■ EXERCISE BRIEF ■
Gather every row below that contains the word "house" and copy each one out in full. Case counts when matching.

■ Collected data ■
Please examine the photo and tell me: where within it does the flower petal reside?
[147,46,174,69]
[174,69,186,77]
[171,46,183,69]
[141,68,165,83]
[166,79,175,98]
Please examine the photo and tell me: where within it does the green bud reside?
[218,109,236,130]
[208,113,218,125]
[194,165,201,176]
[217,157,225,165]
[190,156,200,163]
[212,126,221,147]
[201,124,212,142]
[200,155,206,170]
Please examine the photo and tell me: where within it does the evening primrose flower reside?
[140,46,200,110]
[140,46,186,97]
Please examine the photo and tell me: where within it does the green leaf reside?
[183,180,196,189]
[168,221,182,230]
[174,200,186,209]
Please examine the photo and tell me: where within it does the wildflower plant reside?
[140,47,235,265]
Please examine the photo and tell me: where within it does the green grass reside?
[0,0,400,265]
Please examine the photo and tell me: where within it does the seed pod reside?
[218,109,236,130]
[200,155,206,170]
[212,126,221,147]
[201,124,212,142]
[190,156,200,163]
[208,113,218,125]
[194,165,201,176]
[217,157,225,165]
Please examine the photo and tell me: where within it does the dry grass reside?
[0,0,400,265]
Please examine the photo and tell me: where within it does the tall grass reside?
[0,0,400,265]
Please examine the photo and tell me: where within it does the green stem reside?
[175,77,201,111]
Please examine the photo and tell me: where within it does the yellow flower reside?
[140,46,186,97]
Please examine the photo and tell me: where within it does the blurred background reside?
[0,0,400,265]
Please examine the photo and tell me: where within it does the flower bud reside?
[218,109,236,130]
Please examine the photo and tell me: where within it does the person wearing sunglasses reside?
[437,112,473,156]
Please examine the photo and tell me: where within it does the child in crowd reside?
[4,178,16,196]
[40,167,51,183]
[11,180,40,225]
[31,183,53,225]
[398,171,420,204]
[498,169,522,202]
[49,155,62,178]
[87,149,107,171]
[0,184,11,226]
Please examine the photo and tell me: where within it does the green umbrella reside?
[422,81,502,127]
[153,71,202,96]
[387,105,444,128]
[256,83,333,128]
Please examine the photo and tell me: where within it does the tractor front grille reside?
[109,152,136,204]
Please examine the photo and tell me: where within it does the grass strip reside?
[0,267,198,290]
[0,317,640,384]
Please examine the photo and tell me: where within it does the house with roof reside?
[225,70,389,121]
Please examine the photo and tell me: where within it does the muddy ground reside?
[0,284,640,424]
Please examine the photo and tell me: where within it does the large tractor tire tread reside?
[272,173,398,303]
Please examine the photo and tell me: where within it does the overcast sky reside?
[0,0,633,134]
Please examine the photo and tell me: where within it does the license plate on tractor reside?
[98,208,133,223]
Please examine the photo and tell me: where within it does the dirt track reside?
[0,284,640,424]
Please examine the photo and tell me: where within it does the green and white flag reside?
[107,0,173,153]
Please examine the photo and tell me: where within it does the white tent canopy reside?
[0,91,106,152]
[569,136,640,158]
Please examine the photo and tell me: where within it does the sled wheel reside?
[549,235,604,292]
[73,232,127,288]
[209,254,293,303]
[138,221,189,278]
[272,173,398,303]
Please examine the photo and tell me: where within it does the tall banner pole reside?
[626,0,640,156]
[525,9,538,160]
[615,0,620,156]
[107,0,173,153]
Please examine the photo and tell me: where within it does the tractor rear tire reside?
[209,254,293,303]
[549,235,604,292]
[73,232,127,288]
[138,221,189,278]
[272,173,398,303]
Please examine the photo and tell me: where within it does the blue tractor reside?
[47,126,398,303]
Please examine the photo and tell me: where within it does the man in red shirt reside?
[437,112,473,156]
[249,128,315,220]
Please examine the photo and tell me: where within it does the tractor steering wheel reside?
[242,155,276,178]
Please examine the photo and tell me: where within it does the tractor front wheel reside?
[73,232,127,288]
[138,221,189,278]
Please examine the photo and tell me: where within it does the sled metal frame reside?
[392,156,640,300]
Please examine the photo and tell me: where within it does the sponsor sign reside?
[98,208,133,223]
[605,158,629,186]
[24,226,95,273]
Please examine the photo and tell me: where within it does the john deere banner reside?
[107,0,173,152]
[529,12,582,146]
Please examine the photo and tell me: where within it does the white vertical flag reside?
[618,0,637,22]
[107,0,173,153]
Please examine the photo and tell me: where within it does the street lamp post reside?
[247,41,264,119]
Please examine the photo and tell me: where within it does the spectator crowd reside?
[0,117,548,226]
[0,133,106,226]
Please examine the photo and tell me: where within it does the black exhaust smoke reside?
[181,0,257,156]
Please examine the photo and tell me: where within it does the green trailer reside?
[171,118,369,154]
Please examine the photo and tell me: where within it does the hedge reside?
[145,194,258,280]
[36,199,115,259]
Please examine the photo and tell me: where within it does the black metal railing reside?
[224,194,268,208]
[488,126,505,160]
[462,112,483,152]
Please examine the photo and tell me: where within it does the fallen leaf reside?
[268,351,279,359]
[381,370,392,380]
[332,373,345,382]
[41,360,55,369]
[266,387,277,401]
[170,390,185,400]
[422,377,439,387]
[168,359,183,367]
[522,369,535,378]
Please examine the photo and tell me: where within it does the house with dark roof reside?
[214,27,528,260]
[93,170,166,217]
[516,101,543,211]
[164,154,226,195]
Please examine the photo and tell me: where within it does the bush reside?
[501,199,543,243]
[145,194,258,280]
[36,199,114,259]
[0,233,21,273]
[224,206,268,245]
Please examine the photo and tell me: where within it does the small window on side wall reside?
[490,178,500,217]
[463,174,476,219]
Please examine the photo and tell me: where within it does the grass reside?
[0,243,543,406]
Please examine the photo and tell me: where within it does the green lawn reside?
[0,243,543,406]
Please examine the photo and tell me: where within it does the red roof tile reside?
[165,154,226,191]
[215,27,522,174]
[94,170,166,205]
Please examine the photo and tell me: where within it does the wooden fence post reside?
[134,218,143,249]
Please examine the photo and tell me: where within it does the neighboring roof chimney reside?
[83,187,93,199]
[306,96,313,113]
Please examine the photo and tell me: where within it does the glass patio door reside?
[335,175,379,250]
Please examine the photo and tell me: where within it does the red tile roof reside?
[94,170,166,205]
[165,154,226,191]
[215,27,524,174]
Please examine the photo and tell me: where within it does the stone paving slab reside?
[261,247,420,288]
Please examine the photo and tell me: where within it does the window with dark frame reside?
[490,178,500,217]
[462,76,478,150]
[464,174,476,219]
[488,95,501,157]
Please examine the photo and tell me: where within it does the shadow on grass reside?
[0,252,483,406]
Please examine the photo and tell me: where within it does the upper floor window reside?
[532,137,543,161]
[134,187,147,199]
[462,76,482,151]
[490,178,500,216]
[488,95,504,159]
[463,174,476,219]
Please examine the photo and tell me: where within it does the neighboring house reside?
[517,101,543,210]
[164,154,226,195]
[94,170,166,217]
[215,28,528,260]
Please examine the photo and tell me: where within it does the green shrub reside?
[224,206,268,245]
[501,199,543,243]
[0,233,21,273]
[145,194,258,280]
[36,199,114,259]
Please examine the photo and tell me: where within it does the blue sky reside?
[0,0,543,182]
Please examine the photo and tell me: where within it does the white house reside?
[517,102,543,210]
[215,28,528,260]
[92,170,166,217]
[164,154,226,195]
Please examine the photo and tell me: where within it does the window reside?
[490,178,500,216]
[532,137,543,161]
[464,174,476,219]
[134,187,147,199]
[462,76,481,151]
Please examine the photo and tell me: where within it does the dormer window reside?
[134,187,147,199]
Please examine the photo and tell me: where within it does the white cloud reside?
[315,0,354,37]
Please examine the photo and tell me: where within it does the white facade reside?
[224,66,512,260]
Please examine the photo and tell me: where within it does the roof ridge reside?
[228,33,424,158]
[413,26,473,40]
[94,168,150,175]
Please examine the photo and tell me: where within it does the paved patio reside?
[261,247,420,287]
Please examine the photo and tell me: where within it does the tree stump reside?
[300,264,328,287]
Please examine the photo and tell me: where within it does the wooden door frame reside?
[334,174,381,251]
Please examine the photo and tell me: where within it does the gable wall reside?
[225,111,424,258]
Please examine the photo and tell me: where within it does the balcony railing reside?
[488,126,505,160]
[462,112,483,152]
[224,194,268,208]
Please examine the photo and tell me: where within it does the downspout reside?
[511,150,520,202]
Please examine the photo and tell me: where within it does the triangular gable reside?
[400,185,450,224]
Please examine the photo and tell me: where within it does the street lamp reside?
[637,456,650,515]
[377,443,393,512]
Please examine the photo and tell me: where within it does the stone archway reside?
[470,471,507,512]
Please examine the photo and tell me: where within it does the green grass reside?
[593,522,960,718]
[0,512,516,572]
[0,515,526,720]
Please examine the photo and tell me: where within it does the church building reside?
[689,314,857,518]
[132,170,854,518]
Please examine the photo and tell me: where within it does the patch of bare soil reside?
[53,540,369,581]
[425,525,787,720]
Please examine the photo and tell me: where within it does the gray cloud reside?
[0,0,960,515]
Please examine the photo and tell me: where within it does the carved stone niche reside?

■ COMPLETE RESPONSE ■
Please examine the photo and tell me: where within it does the house with roof reside?
Please examine the photo and tell me: where within it does the house with dark roof reside?
Please examine the photo and tell me: where within it does the neighboring house reside?
Please examine the photo and tell me: where within it does the white house reside?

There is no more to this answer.